Reproduce the data exactly.

--- start MATERIAL FOR THIS TASK ---

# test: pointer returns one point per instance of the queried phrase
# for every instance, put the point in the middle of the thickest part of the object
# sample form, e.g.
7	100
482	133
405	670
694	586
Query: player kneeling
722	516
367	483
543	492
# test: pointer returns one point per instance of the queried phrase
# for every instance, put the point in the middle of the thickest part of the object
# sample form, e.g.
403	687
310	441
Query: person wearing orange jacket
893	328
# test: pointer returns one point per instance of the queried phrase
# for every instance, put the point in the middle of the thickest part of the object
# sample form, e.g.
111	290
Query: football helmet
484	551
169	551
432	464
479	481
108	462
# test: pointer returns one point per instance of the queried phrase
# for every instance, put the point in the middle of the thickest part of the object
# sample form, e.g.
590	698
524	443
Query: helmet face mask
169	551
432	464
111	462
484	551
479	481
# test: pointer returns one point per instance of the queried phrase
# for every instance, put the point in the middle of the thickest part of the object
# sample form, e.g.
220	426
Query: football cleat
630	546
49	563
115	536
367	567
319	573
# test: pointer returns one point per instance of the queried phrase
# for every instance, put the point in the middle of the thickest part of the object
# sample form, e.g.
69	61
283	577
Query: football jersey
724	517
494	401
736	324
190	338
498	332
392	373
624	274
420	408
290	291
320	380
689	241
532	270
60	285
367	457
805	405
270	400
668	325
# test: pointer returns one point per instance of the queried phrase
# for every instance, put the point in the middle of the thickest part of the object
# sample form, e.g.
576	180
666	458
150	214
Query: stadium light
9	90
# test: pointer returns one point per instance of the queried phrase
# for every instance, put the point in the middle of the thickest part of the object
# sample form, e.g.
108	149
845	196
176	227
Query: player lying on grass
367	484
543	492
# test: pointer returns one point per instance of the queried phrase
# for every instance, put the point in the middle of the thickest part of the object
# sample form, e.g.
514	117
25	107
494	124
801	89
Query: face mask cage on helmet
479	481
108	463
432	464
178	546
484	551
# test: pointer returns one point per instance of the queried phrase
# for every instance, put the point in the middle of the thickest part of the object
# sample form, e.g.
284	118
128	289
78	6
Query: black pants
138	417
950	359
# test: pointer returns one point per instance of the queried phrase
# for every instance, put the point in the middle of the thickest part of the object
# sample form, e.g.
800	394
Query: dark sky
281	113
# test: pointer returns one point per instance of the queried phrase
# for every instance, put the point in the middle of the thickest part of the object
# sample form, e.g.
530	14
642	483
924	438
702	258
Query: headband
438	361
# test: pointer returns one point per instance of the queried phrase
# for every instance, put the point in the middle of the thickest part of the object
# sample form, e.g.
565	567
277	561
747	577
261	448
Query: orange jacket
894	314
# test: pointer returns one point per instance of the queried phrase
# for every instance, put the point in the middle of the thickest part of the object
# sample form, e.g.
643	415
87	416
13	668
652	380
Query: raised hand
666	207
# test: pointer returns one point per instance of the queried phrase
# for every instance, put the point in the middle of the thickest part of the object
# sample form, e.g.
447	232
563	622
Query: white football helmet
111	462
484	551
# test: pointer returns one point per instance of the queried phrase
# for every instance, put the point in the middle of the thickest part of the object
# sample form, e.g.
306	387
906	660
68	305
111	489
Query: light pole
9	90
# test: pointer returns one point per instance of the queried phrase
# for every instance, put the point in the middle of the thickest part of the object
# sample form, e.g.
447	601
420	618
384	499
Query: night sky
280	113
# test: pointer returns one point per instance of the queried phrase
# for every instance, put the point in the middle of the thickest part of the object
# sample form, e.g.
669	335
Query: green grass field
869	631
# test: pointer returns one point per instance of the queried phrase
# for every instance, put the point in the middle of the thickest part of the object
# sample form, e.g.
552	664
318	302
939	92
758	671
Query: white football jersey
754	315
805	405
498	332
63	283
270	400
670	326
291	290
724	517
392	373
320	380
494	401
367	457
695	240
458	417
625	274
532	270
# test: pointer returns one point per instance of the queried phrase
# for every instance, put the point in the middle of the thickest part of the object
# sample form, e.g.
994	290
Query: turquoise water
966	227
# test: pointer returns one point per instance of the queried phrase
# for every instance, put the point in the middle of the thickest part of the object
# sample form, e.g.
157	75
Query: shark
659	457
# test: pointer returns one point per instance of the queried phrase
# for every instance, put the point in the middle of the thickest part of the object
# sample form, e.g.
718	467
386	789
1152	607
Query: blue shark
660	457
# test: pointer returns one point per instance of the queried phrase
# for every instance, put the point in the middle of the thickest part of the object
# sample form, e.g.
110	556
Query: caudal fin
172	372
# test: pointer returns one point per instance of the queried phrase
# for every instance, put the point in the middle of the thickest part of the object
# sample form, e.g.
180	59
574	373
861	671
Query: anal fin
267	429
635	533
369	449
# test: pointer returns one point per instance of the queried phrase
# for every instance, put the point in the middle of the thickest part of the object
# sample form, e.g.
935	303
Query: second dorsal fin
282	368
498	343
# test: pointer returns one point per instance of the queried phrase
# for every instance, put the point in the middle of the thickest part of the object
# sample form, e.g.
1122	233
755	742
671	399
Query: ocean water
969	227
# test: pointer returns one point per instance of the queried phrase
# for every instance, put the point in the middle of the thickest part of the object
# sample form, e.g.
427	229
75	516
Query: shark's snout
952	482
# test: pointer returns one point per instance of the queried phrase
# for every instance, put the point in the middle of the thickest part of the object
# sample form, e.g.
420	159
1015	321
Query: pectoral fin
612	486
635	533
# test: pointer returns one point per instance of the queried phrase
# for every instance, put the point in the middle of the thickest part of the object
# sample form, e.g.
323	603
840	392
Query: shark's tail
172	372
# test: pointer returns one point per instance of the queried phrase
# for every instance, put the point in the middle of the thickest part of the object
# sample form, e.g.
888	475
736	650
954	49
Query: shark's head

--- end MATERIAL FOR THIS TASK ---

ANSWER TO THE EXERCISE >>
# test: pointer returns one point per instance of the queried phrase
# for every instance, put the point in the middle of the thickest part of the object
# sample form, e.g.
7	100
482	133
405	670
694	586
Query: player kneeling
722	516
367	483
543	492
# test: pointer returns one point per instance of the queried phrase
# for every instance, put the point in the middle of the thickest part of the object
# sample form, e.g.
403	687
310	441
Query: person wearing orange jacket
893	328
# test: pointer returns one point per instance of the queried phrase
# for every instance, put the point in the middle of the thickest part of the object
# sample form, e.g.
111	290
Query: football helmet
484	551
169	551
432	464
479	481
108	462
# test: pointer returns one point per instance of the queried phrase
# for every instance, put the point in the middle of the thickest part of the object
# sample form, e.g.
590	698
524	443
Query: helmet face mask
169	551
432	464
111	462
484	551
479	481
# test: pointer returns one point per instance of the queried phrase
# for every instance, put the point in the middle of the thickest part of the object
# sample form, e.g.
220	426
Query: football cleat
630	546
49	563
115	536
367	567
319	573
# test: pointer returns one point per instance of the queried phrase
# for every instance, put the point in the middle of the thickest part of the object
# sample form, e.g.
69	61
283	577
Query: football jersey
724	517
494	401
736	324
190	338
498	332
392	373
624	274
420	408
290	291
320	380
689	241
532	270
60	285
367	457
805	405
270	400
668	325
# test: pointer returns one point per instance of the queried phrase
# for every instance, put the point in the middle of the thickest part of the object
# sample form, e.g.
576	180
666	458
150	214
Query: stadium light
9	90
# test: pointer returns one point per instance of the queried phrase
# for every instance, put the point in the middle of the thickest part of the object
# sample form, e.g.
108	149
845	196
176	227
Query: player lying on grass
367	484
543	492
# test: pointer returns one point per instance of the queried phrase
# for every instance, put the point in the middle of the thickest part of the object
# sample form, e.g.
514	117
25	107
494	124
801	89
Query: face mask cage on helmet
479	481
108	463
432	464
178	546
484	551
# test: pointer returns one point per instance of the queried phrase
# for every instance, put the point in the middle of the thickest part of the object
# sample form, e.g.
284	118
128	289
78	6
Query: black pants
138	417
950	359
# test: pointer returns one point per instance of the queried phrase
# for every instance, put the point in the middle of the thickest part of the object
# sample form, e.g.
800	394
Query: dark sky
281	113
# test: pointer returns one point per instance of the queried phrase
# for every instance, put the point in the middle of the thickest part of the object
# sample form, e.g.
530	14
642	483
924	438
702	258
Query: headband
438	361
# test: pointer returns one point per instance of the queried phrase
# for every instance, put the point in the middle of the thickest part of the object
# sample form, e.g.
565	567
277	561
747	577
261	448
Query: orange jacket
894	314
# test: pointer returns one point per instance of the queried phrase
# for every instance, put the point in the middle of the thickest part of the object
# sample form, e.g.
643	415
87	416
13	668
652	380
Query: raised hand
666	207
# test: pointer returns one point per instance of the queried phrase
# for every instance, put the point in the middle of the thickest part of the object
# sample form, e.g.
447	232
563	622
Query: white football helmet
111	462
484	551
# test: pointer returns one point per instance of the queried phrase
# for every instance, put the point in the middle of the thickest part of the object
# sample form, e.g.
306	387
906	660
68	305
111	489
Query: light pole
9	90
# test: pointer returns one point per instance of the queried phrase
# for every instance, put the point in the middle of the thickest part of the object
# sample form, e.g.
447	601
420	618
384	499
Query: night sky
280	113
# test: pointer returns one point per instance of the queried phrase
# for every instance, put the point in the middle of the thickest part of the object
# sample form, e.g.
669	335
Query: green grass field
869	631
# test: pointer returns one point per instance of the queried phrase
# for every instance, put the point in the middle of the thickest part of the object
# sample form, e.g.
552	664
318	302
939	92
758	671
Query: white football jersey
754	315
805	405
498	332
63	283
270	400
670	326
291	290
724	517
392	373
320	380
494	401
367	457
695	240
458	417
625	274
532	270
# test: pointer returns one point per instance of the queried phrase
# for every instance, put the point in the middle of the thickest part of the object
# sample form, e.g.
994	290
Query: turquoise water
966	227
# test: pointer returns one point per instance of the queried phrase
# for every instance, put the point in the middle of the thickest part of the object
# sample form, e.g.
157	75
Query: shark
659	457
# test: pointer returns one point per instance of the queried phrase
# for every instance, put the point in the middle of the thickest part of the object
# sample form, e.g.
718	467
386	789
1152	607
Query: blue shark
660	457
# test: pointer returns one point per instance of the queried phrase
# for every instance, put the point in the middle of the thickest part of the object
# sample form, e.g.
110	556
Query: caudal fin
172	372
# test: pointer returns one point per instance of the queried phrase
# for every instance, put the point in the middle of the thickest part of the object
# sample form, e.g.
180	59
574	373
861	671
Query: anal fin
267	429
635	533
369	449
# test: pointer returns one point per instance of the queried phrase
# for every instance, put the point in the middle of the thickest part of the object
# sample form, e.g.
935	303
Query: second dorsal fin
282	368
498	343
# test: pointer returns one point per instance of the queried phrase
# for every instance, put the point in the middle of the thickest part of the object
# sample form, e.g.
1122	233
755	742
671	399
Query: ocean water
969	227
# test: pointer returns one point per instance of the queried phrase
# for every instance, put the point in the middle of the thickest part of the object
# sample form, e.g.
427	229
75	516
Query: shark's snout
952	482
# test: pointer returns one point per instance of the queried phrase
# for every instance, put the point in the middle of the thickest part of the object
# sample form, e.g.
420	159
1015	321
Query: pectoral fin
612	486
635	533
# test: pointer returns one point per instance of the queried phrase
# for every instance, put the point in the middle of the thickest part of the object
# sample form, e.g.
323	603
840	392
Query: shark's tail
172	372
# test: pointer returns one point per instance of the queried phrase
# for every instance, put the point in the middle of the thickest part of the object
# sample form, e.g.
888	475
736	650
954	49
Query: shark's head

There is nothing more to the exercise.